◆ **Provided data**:
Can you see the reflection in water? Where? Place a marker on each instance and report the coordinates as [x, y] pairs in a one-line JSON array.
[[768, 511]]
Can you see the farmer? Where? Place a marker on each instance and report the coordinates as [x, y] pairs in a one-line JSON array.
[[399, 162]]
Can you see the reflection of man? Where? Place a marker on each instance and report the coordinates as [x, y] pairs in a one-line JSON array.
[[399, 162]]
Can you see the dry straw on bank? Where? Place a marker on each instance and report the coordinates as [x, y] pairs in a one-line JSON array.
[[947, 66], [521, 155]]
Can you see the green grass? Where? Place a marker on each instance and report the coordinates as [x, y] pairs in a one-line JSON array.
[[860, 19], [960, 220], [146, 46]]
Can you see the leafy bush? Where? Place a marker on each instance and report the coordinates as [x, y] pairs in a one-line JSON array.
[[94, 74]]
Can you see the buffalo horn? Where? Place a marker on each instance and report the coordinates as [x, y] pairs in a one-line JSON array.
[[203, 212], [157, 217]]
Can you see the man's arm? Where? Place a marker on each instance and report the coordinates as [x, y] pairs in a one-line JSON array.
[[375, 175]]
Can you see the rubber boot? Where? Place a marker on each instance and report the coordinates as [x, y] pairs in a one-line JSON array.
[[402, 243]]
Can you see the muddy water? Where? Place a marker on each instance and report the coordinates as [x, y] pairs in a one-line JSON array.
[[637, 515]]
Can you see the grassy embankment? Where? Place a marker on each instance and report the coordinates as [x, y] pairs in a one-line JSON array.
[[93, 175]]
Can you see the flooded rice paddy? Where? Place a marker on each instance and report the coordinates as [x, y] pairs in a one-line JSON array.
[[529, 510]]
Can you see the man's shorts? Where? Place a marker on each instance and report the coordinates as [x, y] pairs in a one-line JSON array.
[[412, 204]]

◆ **Given problem**: Render the part that opens with the line containing "Can you see the man's shorts?" and closes at the end of the rows as a Markdown table. Use a Num column for the row number and a Line column for the line itself, and omit any blank lines.

◆ **The solution**:
| Num | Line |
|---|---|
| 1 | Can you see the man's shorts? Where? Place a marker on each instance and report the coordinates as [x, y] pairs in a one-line JSON array. |
| 2 | [[412, 204]] |